## REQUIREMENTS
Rewrite all of the data below as a JSON list of strings, one string per line, with blank lines and the pictures omitted.

[Region annotation items]
=======
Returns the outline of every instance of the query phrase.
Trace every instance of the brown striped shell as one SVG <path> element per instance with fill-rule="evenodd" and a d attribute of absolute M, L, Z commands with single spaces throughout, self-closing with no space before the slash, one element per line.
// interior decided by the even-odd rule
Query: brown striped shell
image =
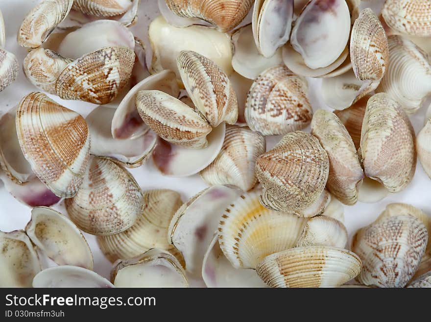
<path fill-rule="evenodd" d="M 89 162 L 90 138 L 84 118 L 33 92 L 20 102 L 15 122 L 21 149 L 38 177 L 59 197 L 74 196 Z"/>
<path fill-rule="evenodd" d="M 245 105 L 245 120 L 253 131 L 279 135 L 301 130 L 311 122 L 312 109 L 307 81 L 286 66 L 271 67 L 251 85 Z"/>

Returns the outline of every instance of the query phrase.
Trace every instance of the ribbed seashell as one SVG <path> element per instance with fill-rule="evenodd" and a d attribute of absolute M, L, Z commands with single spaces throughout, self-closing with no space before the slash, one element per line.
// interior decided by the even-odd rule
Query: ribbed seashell
<path fill-rule="evenodd" d="M 347 130 L 335 114 L 318 110 L 311 121 L 311 134 L 329 158 L 328 190 L 343 203 L 354 204 L 364 174 Z"/>
<path fill-rule="evenodd" d="M 56 94 L 57 78 L 72 61 L 50 50 L 38 48 L 31 50 L 24 58 L 23 69 L 30 83 L 50 94 Z"/>
<path fill-rule="evenodd" d="M 33 208 L 25 232 L 44 255 L 59 265 L 93 270 L 93 254 L 85 238 L 58 211 L 47 207 Z"/>
<path fill-rule="evenodd" d="M 359 274 L 357 255 L 336 247 L 293 248 L 265 258 L 258 275 L 271 287 L 336 287 Z"/>
<path fill-rule="evenodd" d="M 384 93 L 368 99 L 360 152 L 365 175 L 383 183 L 390 192 L 401 191 L 413 178 L 414 130 L 400 104 Z"/>
<path fill-rule="evenodd" d="M 15 55 L 0 48 L 0 92 L 15 81 L 18 75 L 18 66 Z"/>
<path fill-rule="evenodd" d="M 404 287 L 417 270 L 428 239 L 423 223 L 411 216 L 378 220 L 361 228 L 352 244 L 363 264 L 358 280 L 366 285 Z"/>
<path fill-rule="evenodd" d="M 160 91 L 141 91 L 136 96 L 139 115 L 164 140 L 190 149 L 208 145 L 211 126 L 190 106 Z"/>
<path fill-rule="evenodd" d="M 55 84 L 64 99 L 107 104 L 126 84 L 135 63 L 135 52 L 128 47 L 106 47 L 86 54 L 69 64 Z"/>
<path fill-rule="evenodd" d="M 322 194 L 329 161 L 316 138 L 298 131 L 286 135 L 274 149 L 258 158 L 255 170 L 267 193 L 265 206 L 281 203 L 287 211 L 299 210 L 312 204 Z"/>
<path fill-rule="evenodd" d="M 387 38 L 379 18 L 370 8 L 355 21 L 350 38 L 350 60 L 360 80 L 381 79 L 389 60 Z"/>
<path fill-rule="evenodd" d="M 69 217 L 84 231 L 114 235 L 130 227 L 142 213 L 142 192 L 122 167 L 92 157 L 84 182 L 73 198 L 65 200 Z"/>
<path fill-rule="evenodd" d="M 382 15 L 389 26 L 400 32 L 431 36 L 431 3 L 427 0 L 388 0 Z"/>
<path fill-rule="evenodd" d="M 431 94 L 431 61 L 413 42 L 399 35 L 388 37 L 389 65 L 376 92 L 398 101 L 408 113 L 414 113 Z"/>
<path fill-rule="evenodd" d="M 256 161 L 266 150 L 265 138 L 259 133 L 247 128 L 228 126 L 218 155 L 200 175 L 210 185 L 232 185 L 248 191 L 257 182 Z"/>
<path fill-rule="evenodd" d="M 66 16 L 73 0 L 43 0 L 27 14 L 18 30 L 20 46 L 40 47 Z"/>
<path fill-rule="evenodd" d="M 197 52 L 181 51 L 177 59 L 184 86 L 195 108 L 213 127 L 235 124 L 238 102 L 230 80 L 213 61 Z"/>
<path fill-rule="evenodd" d="M 119 260 L 111 271 L 116 287 L 188 287 L 186 272 L 169 252 L 153 248 L 135 257 Z"/>
<path fill-rule="evenodd" d="M 75 0 L 72 8 L 97 17 L 120 15 L 132 5 L 131 0 Z"/>
<path fill-rule="evenodd" d="M 41 270 L 39 258 L 22 230 L 0 231 L 0 287 L 31 287 Z"/>
<path fill-rule="evenodd" d="M 41 93 L 31 93 L 17 110 L 24 156 L 38 177 L 59 197 L 74 196 L 89 162 L 90 135 L 84 118 Z"/>
<path fill-rule="evenodd" d="M 205 20 L 223 32 L 242 21 L 253 3 L 253 0 L 166 0 L 168 6 L 176 15 Z"/>
<path fill-rule="evenodd" d="M 263 135 L 279 135 L 308 126 L 313 112 L 306 82 L 286 66 L 263 72 L 247 99 L 244 114 L 249 127 Z"/>
<path fill-rule="evenodd" d="M 175 254 L 168 241 L 169 224 L 183 204 L 179 194 L 172 190 L 151 190 L 144 194 L 144 211 L 130 228 L 111 236 L 97 237 L 97 243 L 111 262 L 134 257 L 152 248 Z"/>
=======
## RIGHT ANSWER
[
  "Returns the outline of every instance of the query phrase.",
  "Trace every instance of the brown striped shell as one SVG <path> element per instance with fill-rule=\"evenodd\" and a d attribute of absolute M, L, Z commands with single spaces throughout, self-closing with no space before the slash, one element per line.",
  "// interior decided by the even-odd rule",
  "Query: brown striped shell",
  "image =",
  "<path fill-rule=\"evenodd\" d=\"M 89 162 L 90 138 L 84 118 L 33 92 L 20 102 L 15 122 L 21 149 L 38 177 L 59 197 L 74 196 Z\"/>",
  "<path fill-rule=\"evenodd\" d=\"M 245 105 L 245 120 L 253 131 L 279 135 L 301 130 L 311 122 L 312 109 L 307 81 L 286 66 L 271 67 L 251 85 Z\"/>",
  "Returns the outline of every instance of the query phrase.",
  "Trace every instance of the ribbed seashell as one SVG <path> element per instance with fill-rule=\"evenodd\" and a d attribute of absolute M, L, Z commands with single spaces throughout, self-closing with no space before the slash, one element per line.",
  "// interior decided by the even-odd rule",
  "Query: ribbed seashell",
  "<path fill-rule=\"evenodd\" d=\"M 347 130 L 335 114 L 318 110 L 311 121 L 311 134 L 329 158 L 328 190 L 343 203 L 354 204 L 364 174 Z\"/>",
  "<path fill-rule=\"evenodd\" d=\"M 56 94 L 57 78 L 72 61 L 50 50 L 38 48 L 31 50 L 24 58 L 23 69 L 30 83 L 50 94 Z\"/>",
  "<path fill-rule=\"evenodd\" d=\"M 33 208 L 25 232 L 44 255 L 59 265 L 93 270 L 93 254 L 85 238 L 58 211 L 47 207 Z\"/>",
  "<path fill-rule=\"evenodd\" d=\"M 359 274 L 357 255 L 336 247 L 293 248 L 265 258 L 258 275 L 271 287 L 336 287 Z\"/>",
  "<path fill-rule=\"evenodd\" d=\"M 384 93 L 368 99 L 360 152 L 365 175 L 383 183 L 390 192 L 401 191 L 413 178 L 414 130 L 400 104 Z\"/>",
  "<path fill-rule=\"evenodd\" d=\"M 15 55 L 0 48 L 0 92 L 15 81 L 18 75 L 18 66 Z\"/>",
  "<path fill-rule=\"evenodd\" d=\"M 404 287 L 417 270 L 428 239 L 423 223 L 411 216 L 378 220 L 361 228 L 352 244 L 363 264 L 358 280 L 366 285 Z\"/>",
  "<path fill-rule=\"evenodd\" d=\"M 160 91 L 141 91 L 136 96 L 139 115 L 164 140 L 190 149 L 208 145 L 211 126 L 190 106 Z\"/>",
  "<path fill-rule=\"evenodd\" d=\"M 55 84 L 64 99 L 107 104 L 126 84 L 135 63 L 135 52 L 128 47 L 106 47 L 86 54 L 69 64 Z\"/>",
  "<path fill-rule=\"evenodd\" d=\"M 322 194 L 329 161 L 316 138 L 298 131 L 286 135 L 274 149 L 258 158 L 255 170 L 267 193 L 265 206 L 281 203 L 287 211 L 299 210 L 312 204 Z\"/>",
  "<path fill-rule=\"evenodd\" d=\"M 387 38 L 379 18 L 370 8 L 355 21 L 350 38 L 350 60 L 360 80 L 381 79 L 389 60 Z\"/>",
  "<path fill-rule=\"evenodd\" d=\"M 69 217 L 84 231 L 114 235 L 130 227 L 142 213 L 142 192 L 122 167 L 92 157 L 84 182 L 73 198 L 65 200 Z\"/>",
  "<path fill-rule=\"evenodd\" d=\"M 382 15 L 389 26 L 400 32 L 431 36 L 431 3 L 427 0 L 388 0 Z\"/>",
  "<path fill-rule=\"evenodd\" d=\"M 431 94 L 431 61 L 413 42 L 399 35 L 388 37 L 389 65 L 376 92 L 398 101 L 408 113 L 414 113 Z\"/>",
  "<path fill-rule=\"evenodd\" d=\"M 256 161 L 266 150 L 265 138 L 259 133 L 247 128 L 228 126 L 218 155 L 200 175 L 210 185 L 232 185 L 248 191 L 257 182 Z\"/>",
  "<path fill-rule=\"evenodd\" d=\"M 66 16 L 73 0 L 43 0 L 27 14 L 18 30 L 20 46 L 40 47 Z\"/>",
  "<path fill-rule=\"evenodd\" d=\"M 197 52 L 181 51 L 177 59 L 184 86 L 195 108 L 213 127 L 235 124 L 238 102 L 230 80 L 213 61 Z\"/>",
  "<path fill-rule=\"evenodd\" d=\"M 119 260 L 111 271 L 116 287 L 188 287 L 186 272 L 169 252 L 153 248 L 135 257 Z\"/>",
  "<path fill-rule=\"evenodd\" d=\"M 75 0 L 72 8 L 97 17 L 120 15 L 132 5 L 131 0 Z\"/>",
  "<path fill-rule=\"evenodd\" d=\"M 41 270 L 39 258 L 22 230 L 0 231 L 0 287 L 31 287 Z\"/>",
  "<path fill-rule=\"evenodd\" d=\"M 41 93 L 31 93 L 17 110 L 24 156 L 38 177 L 59 197 L 74 196 L 89 162 L 90 135 L 84 118 Z\"/>",
  "<path fill-rule=\"evenodd\" d=\"M 205 20 L 223 32 L 242 21 L 253 3 L 253 0 L 166 0 L 168 6 L 176 15 Z\"/>",
  "<path fill-rule=\"evenodd\" d=\"M 263 135 L 279 135 L 308 126 L 313 112 L 306 82 L 286 66 L 263 72 L 247 99 L 244 114 L 249 127 Z\"/>",
  "<path fill-rule=\"evenodd\" d=\"M 175 254 L 168 241 L 169 224 L 183 204 L 179 194 L 172 190 L 151 190 L 144 194 L 144 211 L 130 228 L 111 236 L 97 237 L 97 243 L 111 262 L 134 257 L 152 248 Z\"/>"
]